─── TEXTO DE LECTURA ───

Javier Fernández de Castro
Creo necesario, antes de entrar en materia, dejar claro que La séptima función del lenguaje no es una novela para todos los públicos. Y no porque sea complicada y aburrida o una obra sólo para entendidos y especialistas sino porque tiene su punto y quien no sepa pillárselo quizá no la encuentre tan entretenida como debería.
El argumento no puede ser más sencillo: el 25 de marzo de 1980, a Roland Barthes se lo lleva por delante la camioneta de una lavandería mientras cruzaba una calle. En principio el atropello podría ser uno más de los centenares de accidentes que invariablemente ocurren en París todos los días. Pero se da la circunstancia de que a los servicios de inteligencia les llama la atención que haya tenido lugar justo el día en que el conocido filósofo ha comido con François Mitterrand, el candidato socialista que lo tiene todo a su favor para acceder a la presidencia de la República en las próximas elecciones generales. Y puesto que la obligación de los espías es sospechar y recelar conspiraciones aviesas, el comisario Fayard es encargado de averiguar si se trata en serio de un atropello fortuito o si ha sido un acto criminal.

─── REGISTROS APORTADOS ───

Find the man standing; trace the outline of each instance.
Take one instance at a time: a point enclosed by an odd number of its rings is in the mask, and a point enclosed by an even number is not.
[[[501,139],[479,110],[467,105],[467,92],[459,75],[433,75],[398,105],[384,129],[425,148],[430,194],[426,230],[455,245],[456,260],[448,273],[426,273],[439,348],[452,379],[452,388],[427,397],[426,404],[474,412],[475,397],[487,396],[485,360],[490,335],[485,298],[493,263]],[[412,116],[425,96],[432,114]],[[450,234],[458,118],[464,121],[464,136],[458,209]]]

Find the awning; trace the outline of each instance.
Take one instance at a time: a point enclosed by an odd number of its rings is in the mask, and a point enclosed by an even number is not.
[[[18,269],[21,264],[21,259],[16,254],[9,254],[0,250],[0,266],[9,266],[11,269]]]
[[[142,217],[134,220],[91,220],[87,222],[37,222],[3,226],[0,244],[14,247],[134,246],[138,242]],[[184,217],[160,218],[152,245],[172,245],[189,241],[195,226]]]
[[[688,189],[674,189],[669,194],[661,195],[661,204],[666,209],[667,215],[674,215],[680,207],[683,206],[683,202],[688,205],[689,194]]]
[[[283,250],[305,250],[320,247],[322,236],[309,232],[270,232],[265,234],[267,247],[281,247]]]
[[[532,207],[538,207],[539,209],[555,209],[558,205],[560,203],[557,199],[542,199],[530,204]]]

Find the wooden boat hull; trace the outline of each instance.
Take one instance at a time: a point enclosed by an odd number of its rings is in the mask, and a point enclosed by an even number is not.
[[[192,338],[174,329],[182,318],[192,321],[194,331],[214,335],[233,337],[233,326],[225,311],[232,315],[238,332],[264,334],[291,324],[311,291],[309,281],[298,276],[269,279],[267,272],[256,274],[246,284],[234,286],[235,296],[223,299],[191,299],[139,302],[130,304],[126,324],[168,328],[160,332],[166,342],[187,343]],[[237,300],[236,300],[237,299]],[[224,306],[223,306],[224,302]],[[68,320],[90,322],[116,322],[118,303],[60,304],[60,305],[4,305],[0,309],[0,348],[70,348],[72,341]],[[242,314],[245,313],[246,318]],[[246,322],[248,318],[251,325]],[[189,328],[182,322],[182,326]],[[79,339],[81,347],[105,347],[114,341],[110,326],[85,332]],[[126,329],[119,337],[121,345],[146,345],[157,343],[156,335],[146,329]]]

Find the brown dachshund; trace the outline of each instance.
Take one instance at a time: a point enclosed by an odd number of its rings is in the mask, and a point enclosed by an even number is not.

───

*TAREAS*:
1. Transcribe del texto de lectura todo lo que va desde "El argumento no" hasta "un acto criminal.".
2. Según el texto de lectura, ¿por qué se encarga al comisario Fayard investigar el atropello de Roland Barthes? Explícalo en una a tres oraciones.
Los registros no hacen falta para nada de lo que aquí se pide.

*RESPUESTAS POR TAREA*:
1.
El argumento no puede ser más sencillo: el 25 de marzo de 1980, a Roland Barthes se lo lleva por delante la camioneta de una lavandería mientras cruzaba una calle. En principio el atropello podría ser uno más de los centenares de accidentes que invariablemente ocurren en París todos los días. Pero se da la circunstancia de que a los servicios de inteligencia les llama la atención que haya tenido lugar justo el día en que el conocido filósofo ha comido con François Mitterrand, el candidato socialista que lo tiene todo a su favor para acceder a la presidencia de la República en las próximas elecciones generales. Y puesto que la obligación de los espías es sospechar y recelar conspiraciones aviesas, el comisario Fayard es encargado de averiguar si se trata en serio de un atropello fortuito o si ha sido un acto criminal.

2. A los servicios de inteligencia les llama la atención que el atropello ocurriera justo el día en que Barthes había comido con François Mitterrand, el candidato socialista que lo tenía todo a su favor para llegar a la presidencia. Como la obligación de los espías es sospechar conspiraciones, Fayard debe averiguar si fue un atropello fortuito o un acto criminal.